Instructions for the task :: Swap "jersey" for "shirt" in the records below, starting at the line containing "You are given a photograph. For the clothing" and running through the last record, inclusive, with nothing else changed. Give back only those lines.

Listed entries ::
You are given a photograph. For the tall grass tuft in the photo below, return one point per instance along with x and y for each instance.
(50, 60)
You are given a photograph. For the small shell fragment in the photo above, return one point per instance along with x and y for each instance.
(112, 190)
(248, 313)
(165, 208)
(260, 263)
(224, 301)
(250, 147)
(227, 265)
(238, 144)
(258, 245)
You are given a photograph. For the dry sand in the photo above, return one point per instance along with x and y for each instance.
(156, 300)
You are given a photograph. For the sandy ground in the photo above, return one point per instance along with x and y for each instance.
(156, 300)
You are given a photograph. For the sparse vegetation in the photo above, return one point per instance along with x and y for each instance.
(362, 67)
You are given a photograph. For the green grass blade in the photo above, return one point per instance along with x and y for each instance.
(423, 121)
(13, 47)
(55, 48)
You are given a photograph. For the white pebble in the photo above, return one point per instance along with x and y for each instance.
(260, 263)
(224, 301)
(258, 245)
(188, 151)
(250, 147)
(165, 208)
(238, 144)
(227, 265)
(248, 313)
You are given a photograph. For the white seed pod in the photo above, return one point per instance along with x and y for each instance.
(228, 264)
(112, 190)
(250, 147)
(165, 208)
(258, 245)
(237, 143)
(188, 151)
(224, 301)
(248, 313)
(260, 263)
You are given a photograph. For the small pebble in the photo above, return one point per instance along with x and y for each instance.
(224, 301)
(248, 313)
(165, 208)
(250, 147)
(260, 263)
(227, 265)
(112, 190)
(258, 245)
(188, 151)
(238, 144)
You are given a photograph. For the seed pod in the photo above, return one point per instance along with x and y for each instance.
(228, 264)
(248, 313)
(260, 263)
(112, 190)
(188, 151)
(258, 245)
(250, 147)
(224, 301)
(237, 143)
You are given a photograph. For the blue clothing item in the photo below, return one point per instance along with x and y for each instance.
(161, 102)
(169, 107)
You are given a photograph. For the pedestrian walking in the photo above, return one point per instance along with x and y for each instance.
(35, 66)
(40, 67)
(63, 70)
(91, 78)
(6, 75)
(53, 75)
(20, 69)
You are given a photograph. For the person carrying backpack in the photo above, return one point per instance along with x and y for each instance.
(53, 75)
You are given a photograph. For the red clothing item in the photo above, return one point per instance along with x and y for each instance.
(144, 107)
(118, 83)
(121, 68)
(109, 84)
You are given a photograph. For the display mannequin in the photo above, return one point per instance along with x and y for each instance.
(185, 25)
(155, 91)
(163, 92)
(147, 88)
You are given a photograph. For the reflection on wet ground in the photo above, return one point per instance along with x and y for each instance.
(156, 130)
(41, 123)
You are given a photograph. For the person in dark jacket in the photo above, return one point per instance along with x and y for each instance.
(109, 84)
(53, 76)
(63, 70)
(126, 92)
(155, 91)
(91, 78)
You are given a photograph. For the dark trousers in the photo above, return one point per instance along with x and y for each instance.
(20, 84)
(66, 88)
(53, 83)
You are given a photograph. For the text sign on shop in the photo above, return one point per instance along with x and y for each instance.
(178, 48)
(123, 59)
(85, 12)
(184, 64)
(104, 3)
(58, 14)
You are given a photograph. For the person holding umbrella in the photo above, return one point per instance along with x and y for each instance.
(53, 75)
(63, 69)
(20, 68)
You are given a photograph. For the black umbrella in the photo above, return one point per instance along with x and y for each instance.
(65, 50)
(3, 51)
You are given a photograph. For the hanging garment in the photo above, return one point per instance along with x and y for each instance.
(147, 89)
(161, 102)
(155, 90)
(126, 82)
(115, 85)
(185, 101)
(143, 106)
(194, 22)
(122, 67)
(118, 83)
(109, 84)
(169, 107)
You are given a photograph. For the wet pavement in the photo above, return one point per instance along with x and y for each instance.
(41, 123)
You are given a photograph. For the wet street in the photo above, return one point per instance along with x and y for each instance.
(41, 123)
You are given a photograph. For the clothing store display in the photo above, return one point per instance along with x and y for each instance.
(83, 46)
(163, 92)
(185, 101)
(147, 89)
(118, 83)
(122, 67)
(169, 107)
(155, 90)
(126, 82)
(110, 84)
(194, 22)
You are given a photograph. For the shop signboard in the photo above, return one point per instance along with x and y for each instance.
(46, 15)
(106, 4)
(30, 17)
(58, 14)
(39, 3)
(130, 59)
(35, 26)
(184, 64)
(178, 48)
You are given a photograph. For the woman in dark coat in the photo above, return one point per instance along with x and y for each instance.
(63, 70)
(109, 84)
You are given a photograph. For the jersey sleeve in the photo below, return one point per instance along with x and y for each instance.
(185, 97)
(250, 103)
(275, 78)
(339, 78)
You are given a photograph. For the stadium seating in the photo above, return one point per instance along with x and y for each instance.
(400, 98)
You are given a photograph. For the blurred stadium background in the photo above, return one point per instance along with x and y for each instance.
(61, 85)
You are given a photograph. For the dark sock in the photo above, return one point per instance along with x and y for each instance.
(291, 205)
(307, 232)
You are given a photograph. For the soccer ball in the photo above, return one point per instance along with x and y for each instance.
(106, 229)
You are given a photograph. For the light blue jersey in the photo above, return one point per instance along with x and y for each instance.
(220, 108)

Answer to the task ::
You are given a photograph. For the clothing store display in the photo above, return one point per instance along with x and y for each instance.
(83, 46)
(163, 92)
(185, 101)
(147, 89)
(118, 83)
(122, 67)
(169, 107)
(155, 90)
(126, 82)
(110, 84)
(194, 22)
You are given a photograph. For the shop signboard in the photo above, return one point per instance along with x and y for each instance.
(46, 15)
(106, 4)
(30, 17)
(58, 14)
(39, 3)
(130, 59)
(35, 26)
(184, 64)
(178, 48)
You are given a photograph. For the woman in dark coat in the photo above, return one point per instance along with x and y for each instance.
(63, 70)
(109, 84)
You are given a photograph. For the shirt sleeve in the photo below, return one point per instance along with x and y for each instance.
(185, 97)
(250, 103)
(275, 78)
(339, 78)
You are given a photograph. For the stadium seating in the photo above, return one point per instance along with x and y for each instance.
(400, 98)
You are given a photograph. For the blurred stadium background in the photo above, return one point per instance along with x and y for each instance.
(61, 85)
You are given a photograph. For the dark sock in the photo above, return one point per instance along with x and y for each instance.
(291, 205)
(307, 232)
You are given a photograph. For the soccer ball in the photo above, return one point per instance along with x and y for each instance.
(106, 229)
You are given a photograph. For the light blue shirt in the photo above, return one point per instance along with x and y for each instance.
(220, 108)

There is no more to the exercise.